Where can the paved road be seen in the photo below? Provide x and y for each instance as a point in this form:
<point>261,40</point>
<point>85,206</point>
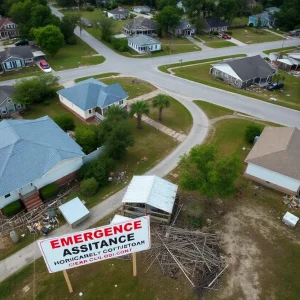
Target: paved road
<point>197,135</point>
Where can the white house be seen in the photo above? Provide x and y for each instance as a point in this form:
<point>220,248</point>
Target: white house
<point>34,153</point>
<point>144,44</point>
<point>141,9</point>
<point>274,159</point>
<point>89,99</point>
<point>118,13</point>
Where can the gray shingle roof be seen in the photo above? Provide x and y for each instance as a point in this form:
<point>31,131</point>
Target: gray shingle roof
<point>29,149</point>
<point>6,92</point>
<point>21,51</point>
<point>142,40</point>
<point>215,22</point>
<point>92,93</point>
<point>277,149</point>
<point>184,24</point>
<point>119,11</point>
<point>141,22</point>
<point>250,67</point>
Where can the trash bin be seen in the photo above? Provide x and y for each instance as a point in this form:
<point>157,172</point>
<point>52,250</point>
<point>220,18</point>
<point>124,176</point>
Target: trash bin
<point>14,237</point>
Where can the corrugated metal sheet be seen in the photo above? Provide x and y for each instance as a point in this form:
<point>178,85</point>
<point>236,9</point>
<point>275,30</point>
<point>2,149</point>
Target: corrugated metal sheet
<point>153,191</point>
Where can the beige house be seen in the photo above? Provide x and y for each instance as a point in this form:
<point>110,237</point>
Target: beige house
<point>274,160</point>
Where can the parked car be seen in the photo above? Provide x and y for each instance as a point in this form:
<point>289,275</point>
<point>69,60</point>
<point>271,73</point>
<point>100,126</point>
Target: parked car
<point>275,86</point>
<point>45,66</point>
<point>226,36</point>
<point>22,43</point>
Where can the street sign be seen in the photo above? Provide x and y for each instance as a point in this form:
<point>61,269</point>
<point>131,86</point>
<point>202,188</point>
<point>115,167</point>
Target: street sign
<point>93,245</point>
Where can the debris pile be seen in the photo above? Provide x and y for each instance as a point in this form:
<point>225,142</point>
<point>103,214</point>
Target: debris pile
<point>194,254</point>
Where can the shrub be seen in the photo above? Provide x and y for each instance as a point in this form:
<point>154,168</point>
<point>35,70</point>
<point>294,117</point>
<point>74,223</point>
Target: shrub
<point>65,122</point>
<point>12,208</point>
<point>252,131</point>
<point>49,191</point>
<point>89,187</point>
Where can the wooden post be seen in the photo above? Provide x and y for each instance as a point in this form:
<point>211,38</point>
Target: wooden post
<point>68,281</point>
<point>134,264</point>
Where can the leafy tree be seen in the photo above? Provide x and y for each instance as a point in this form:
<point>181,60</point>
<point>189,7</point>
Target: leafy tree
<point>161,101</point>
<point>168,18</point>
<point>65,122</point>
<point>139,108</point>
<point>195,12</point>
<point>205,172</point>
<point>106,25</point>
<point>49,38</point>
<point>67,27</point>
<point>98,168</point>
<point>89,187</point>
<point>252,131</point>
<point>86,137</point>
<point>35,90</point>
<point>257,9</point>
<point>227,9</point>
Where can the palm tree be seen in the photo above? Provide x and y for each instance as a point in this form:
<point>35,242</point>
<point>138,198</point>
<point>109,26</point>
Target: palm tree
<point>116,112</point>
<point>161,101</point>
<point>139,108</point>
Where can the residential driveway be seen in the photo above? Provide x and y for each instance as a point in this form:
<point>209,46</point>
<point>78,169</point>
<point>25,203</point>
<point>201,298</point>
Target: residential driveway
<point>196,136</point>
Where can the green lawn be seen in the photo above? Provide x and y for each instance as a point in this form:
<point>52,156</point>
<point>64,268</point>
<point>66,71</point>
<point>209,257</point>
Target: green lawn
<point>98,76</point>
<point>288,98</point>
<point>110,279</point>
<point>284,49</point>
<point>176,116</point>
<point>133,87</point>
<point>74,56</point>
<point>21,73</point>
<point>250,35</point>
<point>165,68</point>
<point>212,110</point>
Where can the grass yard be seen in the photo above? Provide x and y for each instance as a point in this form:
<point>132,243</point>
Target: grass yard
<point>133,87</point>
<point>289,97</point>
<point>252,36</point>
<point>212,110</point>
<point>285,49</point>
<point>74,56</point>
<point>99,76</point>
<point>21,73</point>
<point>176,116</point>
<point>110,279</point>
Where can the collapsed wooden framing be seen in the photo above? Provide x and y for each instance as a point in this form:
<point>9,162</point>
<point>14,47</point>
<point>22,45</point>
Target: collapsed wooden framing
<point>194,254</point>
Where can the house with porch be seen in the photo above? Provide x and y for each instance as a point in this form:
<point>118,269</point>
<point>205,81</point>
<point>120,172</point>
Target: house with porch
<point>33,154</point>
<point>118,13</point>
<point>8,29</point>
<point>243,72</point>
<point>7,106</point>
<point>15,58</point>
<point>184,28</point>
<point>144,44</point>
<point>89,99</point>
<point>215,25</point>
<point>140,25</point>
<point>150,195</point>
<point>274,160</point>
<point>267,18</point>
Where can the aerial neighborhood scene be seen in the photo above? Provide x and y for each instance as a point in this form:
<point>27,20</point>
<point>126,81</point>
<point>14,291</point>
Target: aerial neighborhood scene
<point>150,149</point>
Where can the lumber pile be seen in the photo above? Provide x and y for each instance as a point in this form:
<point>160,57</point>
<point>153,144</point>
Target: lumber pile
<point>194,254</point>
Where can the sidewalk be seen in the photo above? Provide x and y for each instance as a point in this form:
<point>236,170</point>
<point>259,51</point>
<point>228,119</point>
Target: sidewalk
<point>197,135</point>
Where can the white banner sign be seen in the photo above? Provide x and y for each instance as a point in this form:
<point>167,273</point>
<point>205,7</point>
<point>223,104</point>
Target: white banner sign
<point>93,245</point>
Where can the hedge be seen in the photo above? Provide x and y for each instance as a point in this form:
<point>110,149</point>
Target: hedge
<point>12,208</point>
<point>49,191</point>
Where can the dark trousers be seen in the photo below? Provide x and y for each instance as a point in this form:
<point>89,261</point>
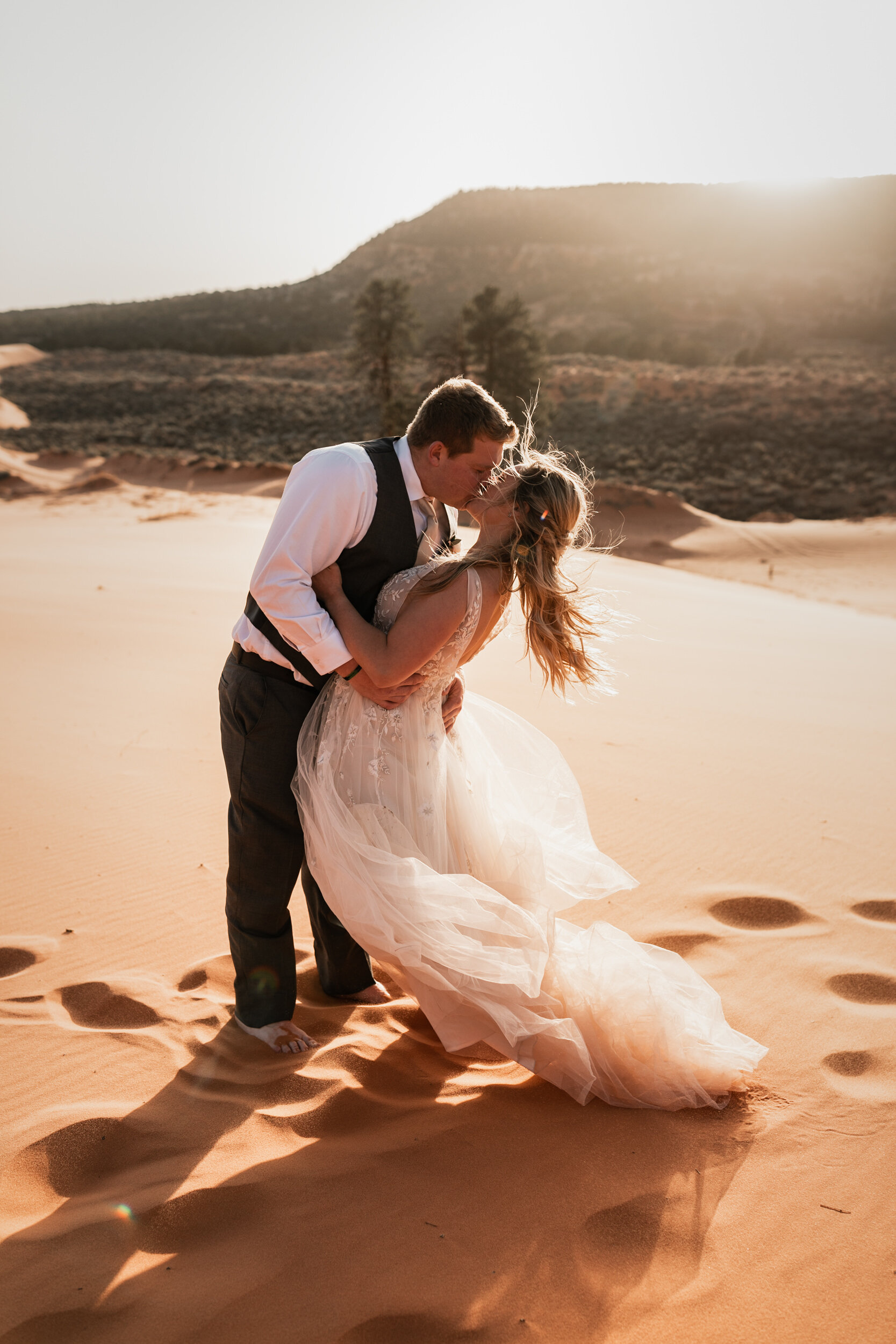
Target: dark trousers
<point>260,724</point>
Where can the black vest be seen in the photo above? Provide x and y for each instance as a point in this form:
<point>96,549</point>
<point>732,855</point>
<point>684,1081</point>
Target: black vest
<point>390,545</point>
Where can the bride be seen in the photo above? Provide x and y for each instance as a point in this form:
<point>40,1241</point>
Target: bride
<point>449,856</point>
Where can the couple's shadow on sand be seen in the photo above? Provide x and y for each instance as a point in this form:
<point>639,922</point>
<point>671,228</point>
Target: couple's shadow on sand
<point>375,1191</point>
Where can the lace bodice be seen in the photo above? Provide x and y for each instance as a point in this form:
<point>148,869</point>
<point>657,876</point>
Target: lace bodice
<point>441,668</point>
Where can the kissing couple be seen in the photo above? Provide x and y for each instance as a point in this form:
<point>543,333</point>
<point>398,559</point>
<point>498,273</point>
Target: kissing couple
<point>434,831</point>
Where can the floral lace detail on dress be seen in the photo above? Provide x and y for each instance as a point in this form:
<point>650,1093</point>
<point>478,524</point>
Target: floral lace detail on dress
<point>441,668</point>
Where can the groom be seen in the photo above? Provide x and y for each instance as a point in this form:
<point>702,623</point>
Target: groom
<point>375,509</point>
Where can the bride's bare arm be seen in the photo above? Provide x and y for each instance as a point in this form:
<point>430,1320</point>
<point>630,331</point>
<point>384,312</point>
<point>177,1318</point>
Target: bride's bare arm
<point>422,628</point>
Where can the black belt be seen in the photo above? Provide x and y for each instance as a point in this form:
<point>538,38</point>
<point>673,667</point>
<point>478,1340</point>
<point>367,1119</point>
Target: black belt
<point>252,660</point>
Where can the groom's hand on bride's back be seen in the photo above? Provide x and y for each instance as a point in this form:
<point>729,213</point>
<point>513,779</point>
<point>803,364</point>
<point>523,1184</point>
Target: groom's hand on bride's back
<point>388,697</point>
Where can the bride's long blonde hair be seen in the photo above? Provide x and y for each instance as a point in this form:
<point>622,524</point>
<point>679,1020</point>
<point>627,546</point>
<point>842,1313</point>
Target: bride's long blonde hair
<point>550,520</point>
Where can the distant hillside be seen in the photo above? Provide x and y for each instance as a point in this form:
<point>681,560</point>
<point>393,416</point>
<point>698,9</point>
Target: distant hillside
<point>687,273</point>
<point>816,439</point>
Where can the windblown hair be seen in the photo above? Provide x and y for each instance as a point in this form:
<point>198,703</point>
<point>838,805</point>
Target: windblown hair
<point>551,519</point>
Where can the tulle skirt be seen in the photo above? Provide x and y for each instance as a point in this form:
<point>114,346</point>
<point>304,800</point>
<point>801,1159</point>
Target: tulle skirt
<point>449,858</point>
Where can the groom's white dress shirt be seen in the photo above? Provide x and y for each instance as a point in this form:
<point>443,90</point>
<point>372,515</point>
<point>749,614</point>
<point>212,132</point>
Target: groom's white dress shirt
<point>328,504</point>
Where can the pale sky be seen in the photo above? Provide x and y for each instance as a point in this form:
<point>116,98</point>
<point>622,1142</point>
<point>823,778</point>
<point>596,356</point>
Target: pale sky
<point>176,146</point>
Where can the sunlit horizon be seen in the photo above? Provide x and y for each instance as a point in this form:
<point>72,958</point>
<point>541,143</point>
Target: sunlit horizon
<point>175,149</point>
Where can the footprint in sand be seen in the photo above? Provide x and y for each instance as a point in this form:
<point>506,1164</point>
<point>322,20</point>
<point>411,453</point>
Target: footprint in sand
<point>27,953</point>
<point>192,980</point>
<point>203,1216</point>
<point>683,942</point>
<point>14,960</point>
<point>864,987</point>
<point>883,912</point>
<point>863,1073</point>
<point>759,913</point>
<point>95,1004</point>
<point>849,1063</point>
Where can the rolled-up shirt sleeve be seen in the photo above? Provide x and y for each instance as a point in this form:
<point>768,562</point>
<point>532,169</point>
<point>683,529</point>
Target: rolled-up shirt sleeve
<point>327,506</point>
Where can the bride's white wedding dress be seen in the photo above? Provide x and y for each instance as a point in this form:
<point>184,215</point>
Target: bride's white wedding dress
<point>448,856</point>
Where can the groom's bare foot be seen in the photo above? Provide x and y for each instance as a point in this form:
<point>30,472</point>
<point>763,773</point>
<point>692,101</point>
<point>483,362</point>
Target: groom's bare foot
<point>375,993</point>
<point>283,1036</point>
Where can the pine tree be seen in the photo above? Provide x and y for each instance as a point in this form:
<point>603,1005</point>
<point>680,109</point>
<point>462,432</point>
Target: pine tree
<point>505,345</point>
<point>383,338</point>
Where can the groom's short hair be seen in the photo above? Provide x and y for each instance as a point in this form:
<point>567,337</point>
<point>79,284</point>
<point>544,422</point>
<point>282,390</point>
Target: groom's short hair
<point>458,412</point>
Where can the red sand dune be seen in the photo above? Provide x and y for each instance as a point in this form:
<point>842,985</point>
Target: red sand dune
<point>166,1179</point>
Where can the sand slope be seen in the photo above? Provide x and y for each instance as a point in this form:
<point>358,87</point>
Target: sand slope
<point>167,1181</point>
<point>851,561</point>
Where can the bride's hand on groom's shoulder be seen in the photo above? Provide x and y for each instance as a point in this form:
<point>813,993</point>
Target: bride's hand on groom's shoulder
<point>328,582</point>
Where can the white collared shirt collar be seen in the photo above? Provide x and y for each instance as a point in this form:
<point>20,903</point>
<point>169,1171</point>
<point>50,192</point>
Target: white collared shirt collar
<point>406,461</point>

Consigne:
Recopiez sans aucune modification le passage qui s'ouvre sur la ligne contenant "Where can the bride's hand" et se ferme sur la ligne contenant "<point>328,582</point>", bornes incluses.

Réponse:
Where can the bride's hand on groom's shoulder be seen in the photo above? Provide x and y for each instance as a point in this form:
<point>813,993</point>
Target: bride's hand on groom's shoulder
<point>328,582</point>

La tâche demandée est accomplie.